- [Passage to read]:

▶

It’s amazing to me to see how easy it is to claim to be biblical, yet not embrace its cosmology, its theology or any of its other “ologies”, but adopt a Greek worldview and in turn interpret the Bible to fit this.

One such example is our view of God (or as it has been called “theology” or better yet “proper theology”). Aside from the overtly Greek terminology and notion of “omni” used to talk about God (omni-present, omni-potent, etc.), the Aristotelian concept of God in particular has had the deepest and most enduring impact on Christian Theology to this very day: God does not change (“Unmoved mover”) .

Since this is not the place for an in depth analysis I’ll just make some observations and comments.

The issue I personally have with the idea of a God who does not change (in theology, God’s immutability) is that it does not hold water in light of biblical revelation. Now I know that for some reading this makes them laugh. They would say that precisely because of the Bible they are compelled to embrace this concept. Isn’t the Bible pretty clear that God does not change, that He is the same, yesterday, today and tomorrow? etc, etc,. To those I just want to say: don’t forget those passages where God is clearly changing (Exodus 32:12; Jeremiah 26:2-3, 12-13; to name just a few). I know… I know those biblical passages that speak of God’s unchangeableness. When looked at in their proper context, though, it becomes apparent they don’t depict the Aristotelian God, but a God who does not change in the sense that He is not restricted or bound by the laws and principles our universe works by (hence, miracles maybe super-natural for us, but for God they are as natural as anything else He created).

    • The God of the Bible is not a transcendent, static, distant, uninvolved God; on the contrary He is very intimately involved in His creation. The Bible does not paint the image of a God who created the universe and once set in motion has removed Himself from it. Sadly, many Christians look at the universe in this light and accept, without much thought, a naturalistic view of the universe whereby it is sustained by some intrinsic laws that supposedly governs it. The biblical narrative depicts a God who actively sustains His creation to the most minuscule particle.

◀

[Shape annotation entries]
▶

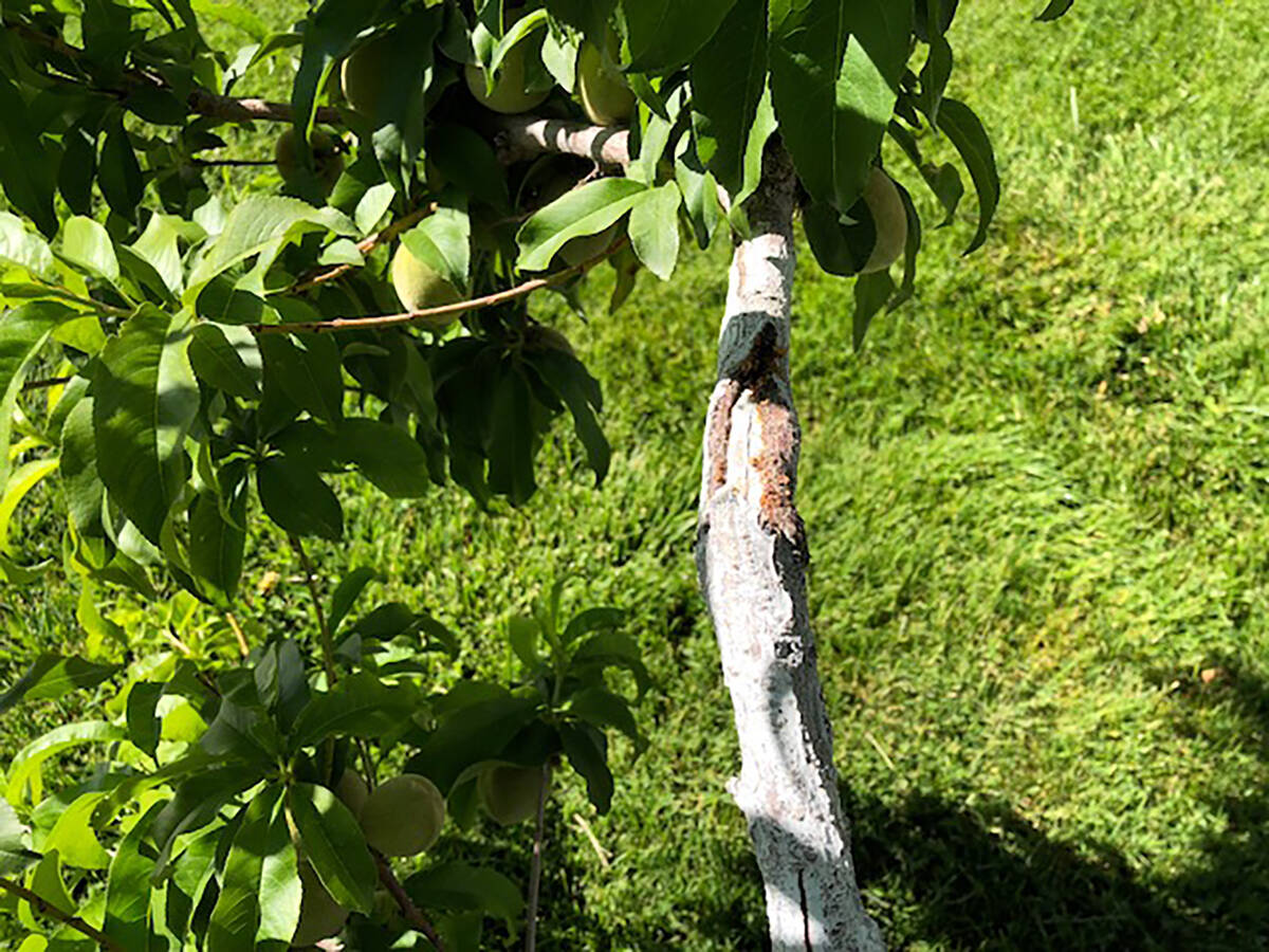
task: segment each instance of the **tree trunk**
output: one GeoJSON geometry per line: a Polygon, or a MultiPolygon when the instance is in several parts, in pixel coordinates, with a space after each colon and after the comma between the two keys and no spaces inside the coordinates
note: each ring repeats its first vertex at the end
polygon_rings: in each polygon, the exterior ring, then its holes
{"type": "Polygon", "coordinates": [[[769,147],[732,256],[706,420],[697,570],[740,735],[728,790],[745,812],[772,947],[882,949],[864,913],[838,796],[832,732],[806,603],[793,503],[801,432],[789,388],[796,180],[769,147]]]}

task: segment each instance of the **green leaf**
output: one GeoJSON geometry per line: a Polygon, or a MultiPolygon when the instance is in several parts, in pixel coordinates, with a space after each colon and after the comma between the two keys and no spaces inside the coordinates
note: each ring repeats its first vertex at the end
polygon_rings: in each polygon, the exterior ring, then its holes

◀

- [Stated exercise A]: In the passage about God's unchangeableness, what Aristotelian idea of God is said to have had the deepest and most lasting impact on Christian theology?
- [Stated exercise B]: Carry on the passage about God's unchangeableness from its last sentence.

- [Final result A]: That God does not change, the "Unmoved mover."

- [Final result B]:
    • In the Bible story I don’t find a God who’s made up His mind well before creation in eternity past and is unaffected (unmoved) and firm in that. On the contrary I see a God who interacts so deeply with people, His image bearers, that in His love He’s willing to accommodate and yes, change. The Scriptures don’t present God as a puppeteer and we are just puppets. It is more of a dance in which both parties have a say into each other’s rhythm and moves. We are working with God and God is working with us.

Now this would be all fine had we not been exposed and bought into the Aristotelian concept of God. Aristotle was a profound thinker and used brilliant logics. Since we value logics to asses reality it is very hard to resist embracing his view of God. So to do that and, ironically, still be biblical, Christian theologians through the ages have come up with various hybrid notions (or call it doctrine) of God whereby He can be unchanging (Aristotle God) and yet change (biblical God). Now trying to grasp how exactly God is outside of our realm of experience (His essence or sorts) has little if any value for us. Really! Our concern should be our view of God as we know Him and He has made Himself known to us in our human experience. Otherwise we’re attempting to step beyond our territory. Do we really need to go there to validate our own trust in Him? Deuteronomy 29:29 is pretty clear: “The secret things belong to the LORD our God, but the things revealed belong to us”. Has He not shown himself clear enough and is He not doing plenty to earn our trust? We trust and believe in God not because He is unchanging and so we can depend on Him. We trust God as a response to His amazing love He has and continues to shower us with.

    God doesn’t have to pass our qualifications for Him to be God. He is God after all! He exists outside of our metaphysical constructs.

That’s the problem with doing “Systematic Theology”: trying to talk about God in philosophical format and trying to squeeze Him and the biblical narrative to fit into that. We have figured what is necessary for God to be God and we have effectively told Him He needs to be that way if He is to earn our trust, otherwise we can’t really believe in Him. How ridiculous !!!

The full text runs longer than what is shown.